→ **What to produce**: Repeat every record exactly, omitting the pictures.
□ □ □
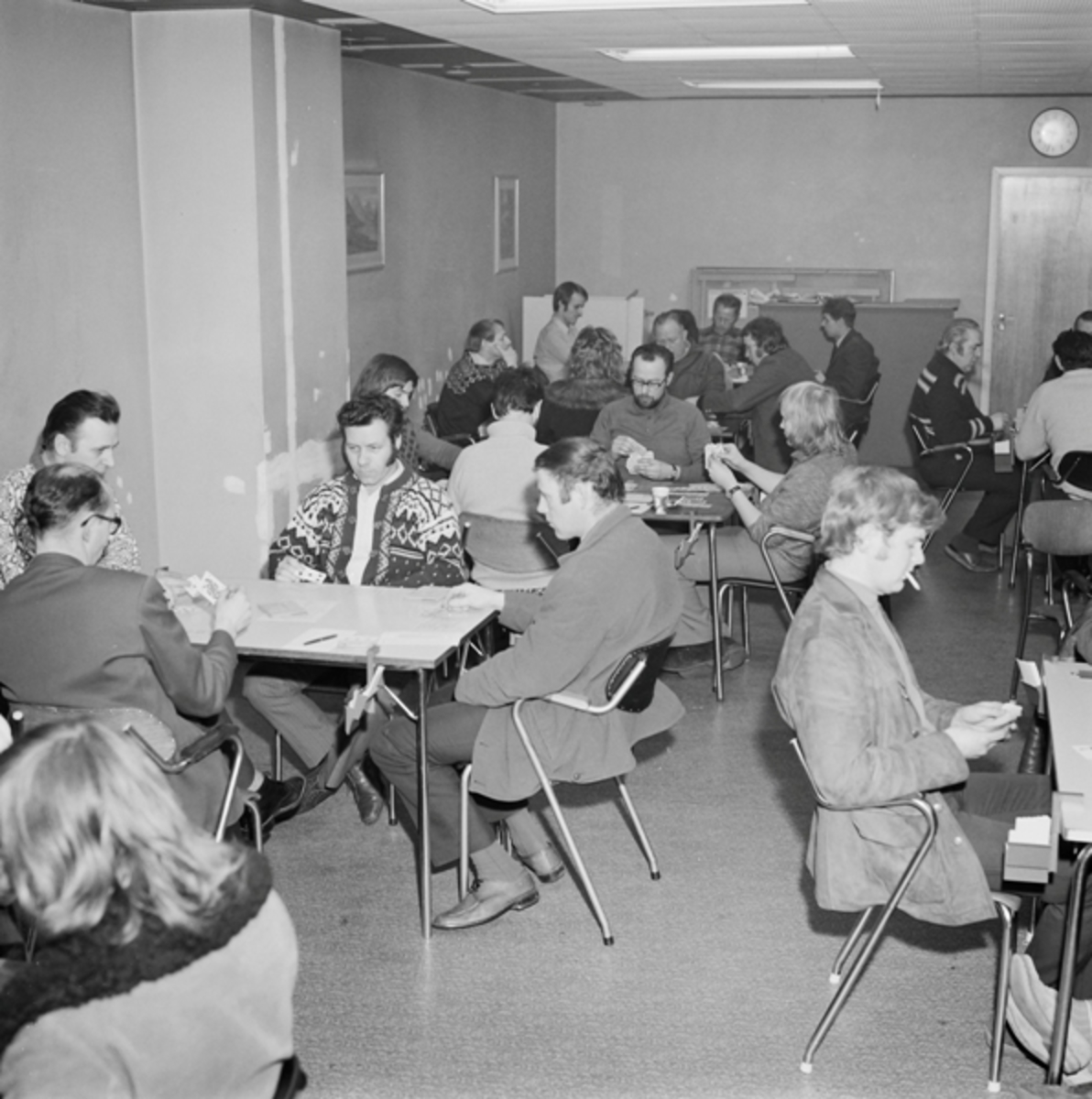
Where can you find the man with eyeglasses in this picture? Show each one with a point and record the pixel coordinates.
(82, 427)
(76, 636)
(651, 433)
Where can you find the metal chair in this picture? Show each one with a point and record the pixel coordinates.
(1075, 471)
(784, 588)
(964, 452)
(158, 745)
(515, 548)
(629, 688)
(861, 409)
(862, 941)
(1054, 528)
(1026, 473)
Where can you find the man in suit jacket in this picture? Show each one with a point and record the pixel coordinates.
(870, 734)
(854, 367)
(76, 636)
(614, 593)
(777, 367)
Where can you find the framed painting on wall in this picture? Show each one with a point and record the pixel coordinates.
(366, 234)
(505, 223)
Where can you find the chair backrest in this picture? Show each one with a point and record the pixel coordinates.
(1076, 470)
(510, 545)
(640, 692)
(152, 734)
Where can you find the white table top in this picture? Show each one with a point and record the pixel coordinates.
(339, 624)
(1069, 702)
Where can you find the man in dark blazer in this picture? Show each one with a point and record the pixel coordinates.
(777, 367)
(76, 636)
(615, 593)
(854, 367)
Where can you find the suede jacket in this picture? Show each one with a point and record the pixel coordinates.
(839, 686)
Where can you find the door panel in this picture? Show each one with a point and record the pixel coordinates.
(1039, 274)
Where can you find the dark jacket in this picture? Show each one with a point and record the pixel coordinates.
(572, 406)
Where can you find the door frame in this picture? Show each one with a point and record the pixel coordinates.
(991, 270)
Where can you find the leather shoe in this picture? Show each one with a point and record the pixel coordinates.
(488, 901)
(546, 864)
(972, 561)
(368, 802)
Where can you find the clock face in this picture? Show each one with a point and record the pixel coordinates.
(1054, 132)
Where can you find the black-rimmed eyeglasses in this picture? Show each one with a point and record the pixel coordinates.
(115, 521)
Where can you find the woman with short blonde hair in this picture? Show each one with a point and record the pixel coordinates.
(165, 962)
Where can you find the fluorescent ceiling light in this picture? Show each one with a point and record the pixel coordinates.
(526, 6)
(785, 85)
(728, 53)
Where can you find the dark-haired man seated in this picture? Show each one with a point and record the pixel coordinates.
(945, 412)
(82, 427)
(651, 433)
(870, 734)
(378, 523)
(615, 593)
(77, 636)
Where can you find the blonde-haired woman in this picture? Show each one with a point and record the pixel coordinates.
(165, 963)
(811, 419)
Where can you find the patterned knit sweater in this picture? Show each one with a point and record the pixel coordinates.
(16, 543)
(415, 543)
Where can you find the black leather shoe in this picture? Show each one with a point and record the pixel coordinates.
□ □ □
→ **Response box**:
Where can you find the man with eyeglasses in this picture? Show each one with a point and record the pixel coordinates.
(82, 427)
(76, 636)
(651, 433)
Where can you find the metal chair in this picture? Show each one with a point and record the pixel coordinates.
(1075, 471)
(784, 588)
(964, 452)
(158, 745)
(515, 548)
(629, 688)
(861, 409)
(862, 941)
(1054, 528)
(1026, 473)
Where can you find the man in suit jacket in this picture? Show each one with a point and record the pixel coordinates.
(870, 734)
(854, 367)
(76, 636)
(614, 593)
(777, 367)
Where can you find the framed painting on wall in this picture? Show each one with a point and record the pixel coordinates.
(366, 234)
(505, 223)
Where can you find the chair backrest in this picture? Show each one with a point and record the pixel coordinates.
(1076, 470)
(510, 545)
(640, 692)
(152, 734)
Where can you find the white table top in this picture? Show each one with a point and record the pixel coordinates.
(339, 624)
(1069, 702)
Where can you find the man in dark blazer in this picture? Show each one with a point and record the pixel coordinates.
(777, 367)
(76, 636)
(615, 593)
(854, 367)
Where can you find the suede jacket in this picture? Show each one with a point and record the pixel coordinates.
(839, 686)
Where can you find the door panel in this picture? Show each one with a point and record the pixel coordinates.
(1039, 274)
Where can you find the dark jacket in this picture? Show each one with a point and record the pixel coordinates.
(572, 406)
Where can you find the door frame in this picture? Show each one with a point and record the pixel coordinates.
(991, 270)
Where can you find the leather shoe in this picture? Show each one with a point and record the pixel coordinates.
(488, 901)
(546, 864)
(972, 561)
(368, 802)
Where can you find the clock face in this picture? Show each one with a point and record the pixel coordinates.
(1054, 132)
Where can you find the black-rimmed eyeglasses in this picture? Show each one with a point and record the pixel coordinates.
(115, 521)
Where can you find the woman with short blonde hair in this picture? Show each one with a point and record the pixel coordinates.
(165, 962)
Where can you find the fluorescent ceiling light in this picture? Show each one with a point and record the pixel coordinates.
(526, 6)
(785, 85)
(728, 53)
Where can you find the dark-haired man seated in this picture? Show each one with a point and record the pixel coordinates.
(945, 412)
(82, 427)
(651, 433)
(870, 734)
(378, 523)
(615, 593)
(77, 636)
Where can you find the blonde-haired woman in this picture? Show each one with a point and record the pixel coordinates.
(165, 963)
(811, 419)
Where can you find the patterned knit sweater in this picture? Show each one with a point and record the pixel coordinates.
(16, 543)
(415, 543)
Where can you find the black leather shoe in this picture? Show each one with a point and record the pixel coordinates.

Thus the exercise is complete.